▶ **Problem requirements**
Would you copy only the lines below, beginning with the one that contains "Wanted = one point per instance on the open" and running through the last entry line?

▶ **Stored records**
================================

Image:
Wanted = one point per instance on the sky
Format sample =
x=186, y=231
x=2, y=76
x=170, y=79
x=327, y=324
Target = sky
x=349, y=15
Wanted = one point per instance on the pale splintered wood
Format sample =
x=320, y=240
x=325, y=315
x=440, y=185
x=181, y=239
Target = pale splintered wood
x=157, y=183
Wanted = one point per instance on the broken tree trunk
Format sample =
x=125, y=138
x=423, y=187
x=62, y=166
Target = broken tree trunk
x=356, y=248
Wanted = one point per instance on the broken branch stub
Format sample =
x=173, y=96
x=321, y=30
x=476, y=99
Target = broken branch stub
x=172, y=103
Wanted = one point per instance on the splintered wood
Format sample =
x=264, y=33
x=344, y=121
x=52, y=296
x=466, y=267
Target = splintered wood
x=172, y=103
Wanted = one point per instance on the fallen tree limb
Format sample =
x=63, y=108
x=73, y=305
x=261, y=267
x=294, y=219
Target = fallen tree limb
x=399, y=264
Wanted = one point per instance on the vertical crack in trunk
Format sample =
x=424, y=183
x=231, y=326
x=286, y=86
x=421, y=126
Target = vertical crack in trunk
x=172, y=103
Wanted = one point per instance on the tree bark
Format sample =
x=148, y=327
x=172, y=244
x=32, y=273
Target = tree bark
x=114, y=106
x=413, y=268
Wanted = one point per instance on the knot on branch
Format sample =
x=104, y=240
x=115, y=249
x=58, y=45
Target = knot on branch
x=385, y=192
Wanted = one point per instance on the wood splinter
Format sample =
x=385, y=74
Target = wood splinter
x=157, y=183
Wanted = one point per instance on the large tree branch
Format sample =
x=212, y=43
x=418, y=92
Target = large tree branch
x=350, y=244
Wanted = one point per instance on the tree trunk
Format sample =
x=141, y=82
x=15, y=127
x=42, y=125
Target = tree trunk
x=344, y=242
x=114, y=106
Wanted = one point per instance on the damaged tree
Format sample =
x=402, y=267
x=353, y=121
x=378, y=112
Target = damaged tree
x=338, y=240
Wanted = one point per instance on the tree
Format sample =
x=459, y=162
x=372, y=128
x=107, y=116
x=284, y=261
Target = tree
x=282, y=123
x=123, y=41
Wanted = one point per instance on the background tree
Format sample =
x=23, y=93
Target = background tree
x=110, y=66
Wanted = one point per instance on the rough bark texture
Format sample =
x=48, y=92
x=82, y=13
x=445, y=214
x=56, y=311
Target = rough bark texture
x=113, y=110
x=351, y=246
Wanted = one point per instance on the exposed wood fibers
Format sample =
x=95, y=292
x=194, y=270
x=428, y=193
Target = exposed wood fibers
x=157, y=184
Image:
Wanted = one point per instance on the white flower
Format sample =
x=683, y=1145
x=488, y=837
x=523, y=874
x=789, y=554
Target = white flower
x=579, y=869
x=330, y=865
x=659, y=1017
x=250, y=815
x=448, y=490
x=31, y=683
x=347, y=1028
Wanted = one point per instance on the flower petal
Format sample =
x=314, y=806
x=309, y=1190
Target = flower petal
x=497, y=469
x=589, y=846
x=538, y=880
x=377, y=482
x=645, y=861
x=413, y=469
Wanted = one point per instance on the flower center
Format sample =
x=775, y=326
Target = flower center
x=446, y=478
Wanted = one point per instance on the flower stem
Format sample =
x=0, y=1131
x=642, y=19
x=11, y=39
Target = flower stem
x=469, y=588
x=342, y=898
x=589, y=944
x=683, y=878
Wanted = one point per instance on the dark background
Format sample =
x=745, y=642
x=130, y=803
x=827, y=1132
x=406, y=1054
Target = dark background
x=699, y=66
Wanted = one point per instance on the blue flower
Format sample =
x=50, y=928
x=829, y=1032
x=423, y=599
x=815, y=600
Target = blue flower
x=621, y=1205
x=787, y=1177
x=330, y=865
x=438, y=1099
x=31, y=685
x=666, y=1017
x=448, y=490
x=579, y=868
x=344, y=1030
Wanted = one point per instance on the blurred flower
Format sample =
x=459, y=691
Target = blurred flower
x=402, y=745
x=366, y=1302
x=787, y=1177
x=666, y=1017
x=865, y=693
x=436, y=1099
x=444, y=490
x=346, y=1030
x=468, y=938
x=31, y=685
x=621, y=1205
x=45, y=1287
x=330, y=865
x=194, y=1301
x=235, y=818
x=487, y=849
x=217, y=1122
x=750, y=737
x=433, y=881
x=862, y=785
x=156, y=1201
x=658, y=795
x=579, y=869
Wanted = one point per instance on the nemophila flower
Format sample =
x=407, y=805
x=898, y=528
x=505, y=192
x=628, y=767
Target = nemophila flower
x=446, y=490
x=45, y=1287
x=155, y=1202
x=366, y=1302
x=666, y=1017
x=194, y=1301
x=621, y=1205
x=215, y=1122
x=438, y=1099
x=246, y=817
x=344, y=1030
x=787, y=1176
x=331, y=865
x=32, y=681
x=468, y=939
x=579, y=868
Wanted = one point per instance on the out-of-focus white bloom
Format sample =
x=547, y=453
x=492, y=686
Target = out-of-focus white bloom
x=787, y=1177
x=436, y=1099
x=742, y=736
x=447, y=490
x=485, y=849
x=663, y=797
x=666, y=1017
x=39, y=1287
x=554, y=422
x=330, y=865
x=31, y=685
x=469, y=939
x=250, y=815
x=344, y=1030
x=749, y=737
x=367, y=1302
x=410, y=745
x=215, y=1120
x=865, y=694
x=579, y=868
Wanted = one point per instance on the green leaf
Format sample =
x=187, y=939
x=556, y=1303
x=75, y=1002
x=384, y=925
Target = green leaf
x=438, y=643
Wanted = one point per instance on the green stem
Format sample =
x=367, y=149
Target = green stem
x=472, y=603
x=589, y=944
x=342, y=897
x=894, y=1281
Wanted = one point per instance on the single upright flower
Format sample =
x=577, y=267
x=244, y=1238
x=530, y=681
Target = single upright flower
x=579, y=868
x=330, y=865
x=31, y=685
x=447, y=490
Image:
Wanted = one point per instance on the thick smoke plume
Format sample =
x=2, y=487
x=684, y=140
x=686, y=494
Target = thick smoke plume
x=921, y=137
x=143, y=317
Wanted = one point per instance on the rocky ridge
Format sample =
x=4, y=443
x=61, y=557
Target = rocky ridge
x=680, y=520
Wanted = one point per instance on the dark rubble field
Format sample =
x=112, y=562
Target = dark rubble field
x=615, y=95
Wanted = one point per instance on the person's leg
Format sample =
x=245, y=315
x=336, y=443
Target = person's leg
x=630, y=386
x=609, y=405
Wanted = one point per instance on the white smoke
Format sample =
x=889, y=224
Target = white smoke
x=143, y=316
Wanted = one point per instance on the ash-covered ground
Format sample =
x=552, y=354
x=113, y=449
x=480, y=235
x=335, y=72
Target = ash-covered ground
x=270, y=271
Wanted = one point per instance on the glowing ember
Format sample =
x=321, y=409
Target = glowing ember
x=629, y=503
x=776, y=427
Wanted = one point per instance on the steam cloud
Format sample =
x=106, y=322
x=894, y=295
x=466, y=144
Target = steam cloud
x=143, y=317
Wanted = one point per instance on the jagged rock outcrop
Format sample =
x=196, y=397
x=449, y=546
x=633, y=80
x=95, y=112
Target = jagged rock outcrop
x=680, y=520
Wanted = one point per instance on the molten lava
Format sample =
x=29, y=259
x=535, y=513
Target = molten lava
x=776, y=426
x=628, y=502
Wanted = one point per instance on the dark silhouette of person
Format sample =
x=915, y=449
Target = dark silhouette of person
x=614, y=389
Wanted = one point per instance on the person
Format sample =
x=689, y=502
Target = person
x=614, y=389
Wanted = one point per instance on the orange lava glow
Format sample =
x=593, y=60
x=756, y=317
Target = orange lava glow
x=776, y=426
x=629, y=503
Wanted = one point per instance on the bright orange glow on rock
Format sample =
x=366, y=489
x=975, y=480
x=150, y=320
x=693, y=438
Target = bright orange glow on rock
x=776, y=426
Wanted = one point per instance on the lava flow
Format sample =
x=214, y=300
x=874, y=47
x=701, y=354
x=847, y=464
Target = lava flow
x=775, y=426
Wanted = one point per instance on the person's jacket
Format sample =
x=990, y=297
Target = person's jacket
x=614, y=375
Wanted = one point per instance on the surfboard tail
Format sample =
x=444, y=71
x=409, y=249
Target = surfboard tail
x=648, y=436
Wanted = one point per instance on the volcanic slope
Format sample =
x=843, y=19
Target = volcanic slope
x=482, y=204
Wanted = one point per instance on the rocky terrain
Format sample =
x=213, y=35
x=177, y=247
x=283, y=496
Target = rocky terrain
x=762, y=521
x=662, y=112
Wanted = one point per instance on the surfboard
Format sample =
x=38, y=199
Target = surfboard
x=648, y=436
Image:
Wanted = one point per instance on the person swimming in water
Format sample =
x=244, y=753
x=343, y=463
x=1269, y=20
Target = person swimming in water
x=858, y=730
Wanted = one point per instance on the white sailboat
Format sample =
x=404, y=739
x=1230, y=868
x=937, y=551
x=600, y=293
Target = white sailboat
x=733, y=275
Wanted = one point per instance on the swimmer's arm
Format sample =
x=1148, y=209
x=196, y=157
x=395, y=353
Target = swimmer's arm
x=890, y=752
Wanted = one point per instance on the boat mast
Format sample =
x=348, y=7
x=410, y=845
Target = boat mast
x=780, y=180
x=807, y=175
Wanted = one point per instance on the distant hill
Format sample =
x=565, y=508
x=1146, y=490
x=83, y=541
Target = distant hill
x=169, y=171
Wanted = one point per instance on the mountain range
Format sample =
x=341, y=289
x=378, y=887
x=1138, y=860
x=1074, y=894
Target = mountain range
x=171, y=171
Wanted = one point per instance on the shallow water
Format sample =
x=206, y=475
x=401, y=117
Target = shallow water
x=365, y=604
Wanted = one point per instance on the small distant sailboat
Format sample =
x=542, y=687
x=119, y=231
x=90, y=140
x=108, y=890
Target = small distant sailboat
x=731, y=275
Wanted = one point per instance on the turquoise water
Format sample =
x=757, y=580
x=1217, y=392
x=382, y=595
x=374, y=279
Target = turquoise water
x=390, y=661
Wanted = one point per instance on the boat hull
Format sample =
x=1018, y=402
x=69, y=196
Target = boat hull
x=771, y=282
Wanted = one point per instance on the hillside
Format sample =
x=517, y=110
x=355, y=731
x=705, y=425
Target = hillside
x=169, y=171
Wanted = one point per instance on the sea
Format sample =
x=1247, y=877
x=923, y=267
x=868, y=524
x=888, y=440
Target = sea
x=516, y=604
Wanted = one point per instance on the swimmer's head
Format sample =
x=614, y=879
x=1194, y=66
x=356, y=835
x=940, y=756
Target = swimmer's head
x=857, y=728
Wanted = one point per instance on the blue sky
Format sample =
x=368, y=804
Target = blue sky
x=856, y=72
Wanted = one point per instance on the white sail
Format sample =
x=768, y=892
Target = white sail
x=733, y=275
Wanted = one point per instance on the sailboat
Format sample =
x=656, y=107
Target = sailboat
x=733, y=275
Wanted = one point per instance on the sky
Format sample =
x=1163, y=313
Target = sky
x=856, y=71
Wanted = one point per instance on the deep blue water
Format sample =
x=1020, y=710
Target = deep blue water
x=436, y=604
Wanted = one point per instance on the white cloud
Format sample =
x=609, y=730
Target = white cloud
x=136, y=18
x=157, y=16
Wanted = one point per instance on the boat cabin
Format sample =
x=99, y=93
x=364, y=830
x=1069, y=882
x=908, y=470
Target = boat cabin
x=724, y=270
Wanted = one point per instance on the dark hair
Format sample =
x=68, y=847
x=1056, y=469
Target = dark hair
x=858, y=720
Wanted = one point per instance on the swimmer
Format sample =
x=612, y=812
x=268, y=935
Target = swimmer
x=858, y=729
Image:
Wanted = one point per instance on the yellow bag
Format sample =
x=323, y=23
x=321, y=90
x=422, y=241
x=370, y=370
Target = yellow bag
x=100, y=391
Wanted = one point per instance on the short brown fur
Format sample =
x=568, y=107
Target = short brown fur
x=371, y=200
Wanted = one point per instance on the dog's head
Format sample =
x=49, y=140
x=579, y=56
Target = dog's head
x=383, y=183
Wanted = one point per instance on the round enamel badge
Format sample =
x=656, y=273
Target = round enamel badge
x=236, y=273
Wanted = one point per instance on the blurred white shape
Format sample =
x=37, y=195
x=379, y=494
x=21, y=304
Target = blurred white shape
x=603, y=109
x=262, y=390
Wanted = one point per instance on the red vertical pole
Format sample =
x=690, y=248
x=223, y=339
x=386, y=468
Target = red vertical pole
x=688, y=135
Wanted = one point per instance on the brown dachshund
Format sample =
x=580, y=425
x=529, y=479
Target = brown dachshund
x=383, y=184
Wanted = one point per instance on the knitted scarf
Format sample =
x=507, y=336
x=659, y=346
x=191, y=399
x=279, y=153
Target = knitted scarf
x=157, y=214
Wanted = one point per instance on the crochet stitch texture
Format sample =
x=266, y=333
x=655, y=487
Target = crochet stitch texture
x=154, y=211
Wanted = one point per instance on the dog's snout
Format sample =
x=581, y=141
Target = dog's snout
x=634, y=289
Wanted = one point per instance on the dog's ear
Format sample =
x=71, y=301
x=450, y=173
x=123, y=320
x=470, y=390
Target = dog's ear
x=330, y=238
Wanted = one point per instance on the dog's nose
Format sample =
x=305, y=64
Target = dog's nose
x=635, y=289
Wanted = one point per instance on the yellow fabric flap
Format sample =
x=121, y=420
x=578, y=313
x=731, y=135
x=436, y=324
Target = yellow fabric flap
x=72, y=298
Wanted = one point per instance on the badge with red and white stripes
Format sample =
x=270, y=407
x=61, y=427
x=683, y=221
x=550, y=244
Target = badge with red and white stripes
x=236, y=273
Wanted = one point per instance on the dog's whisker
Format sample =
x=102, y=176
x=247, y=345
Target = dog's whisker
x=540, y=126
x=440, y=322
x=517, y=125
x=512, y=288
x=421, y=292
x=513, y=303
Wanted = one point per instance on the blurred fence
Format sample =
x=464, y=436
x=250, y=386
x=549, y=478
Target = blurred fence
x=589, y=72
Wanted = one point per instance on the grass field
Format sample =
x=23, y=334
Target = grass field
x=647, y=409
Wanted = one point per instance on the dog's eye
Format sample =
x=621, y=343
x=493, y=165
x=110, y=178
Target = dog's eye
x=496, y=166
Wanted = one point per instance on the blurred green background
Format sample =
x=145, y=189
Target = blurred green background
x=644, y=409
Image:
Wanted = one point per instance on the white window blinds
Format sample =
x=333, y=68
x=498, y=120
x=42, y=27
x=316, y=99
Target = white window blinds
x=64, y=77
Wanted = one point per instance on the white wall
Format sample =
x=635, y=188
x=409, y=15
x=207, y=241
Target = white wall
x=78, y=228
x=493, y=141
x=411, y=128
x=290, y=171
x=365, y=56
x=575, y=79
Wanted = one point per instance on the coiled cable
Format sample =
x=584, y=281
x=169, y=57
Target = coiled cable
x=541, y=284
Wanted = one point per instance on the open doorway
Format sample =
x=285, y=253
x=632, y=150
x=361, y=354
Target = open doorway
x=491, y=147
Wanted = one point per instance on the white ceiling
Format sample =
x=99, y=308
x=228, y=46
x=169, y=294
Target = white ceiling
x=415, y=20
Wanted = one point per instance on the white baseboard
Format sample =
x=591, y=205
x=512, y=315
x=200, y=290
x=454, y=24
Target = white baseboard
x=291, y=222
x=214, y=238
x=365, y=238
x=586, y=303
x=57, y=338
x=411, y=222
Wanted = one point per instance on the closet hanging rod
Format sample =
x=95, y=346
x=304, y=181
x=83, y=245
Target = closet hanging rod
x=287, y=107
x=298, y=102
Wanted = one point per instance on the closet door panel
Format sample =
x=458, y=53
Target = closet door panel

================================

▶ **Answer to this exercise**
Wanted = one point per instance on the open doorway
Format sample =
x=285, y=253
x=632, y=150
x=361, y=354
Target = open doorway
x=491, y=147
Wanted = one point per instance on the white ceiling
Format sample =
x=99, y=308
x=228, y=46
x=169, y=294
Target = white ceiling
x=415, y=20
Wanted = one point per instance on the white baseboard
Format sample =
x=591, y=205
x=512, y=315
x=200, y=290
x=454, y=24
Target = white baseboard
x=291, y=222
x=214, y=238
x=365, y=238
x=586, y=303
x=57, y=338
x=411, y=222
Wanted = one point per instance on the closet hanging rod
Format sample =
x=95, y=346
x=304, y=181
x=83, y=245
Target = closet hanging rod
x=287, y=107
x=298, y=102
Wanted = one point per instance on the closet door panel
Format sample =
x=458, y=53
Target = closet door panel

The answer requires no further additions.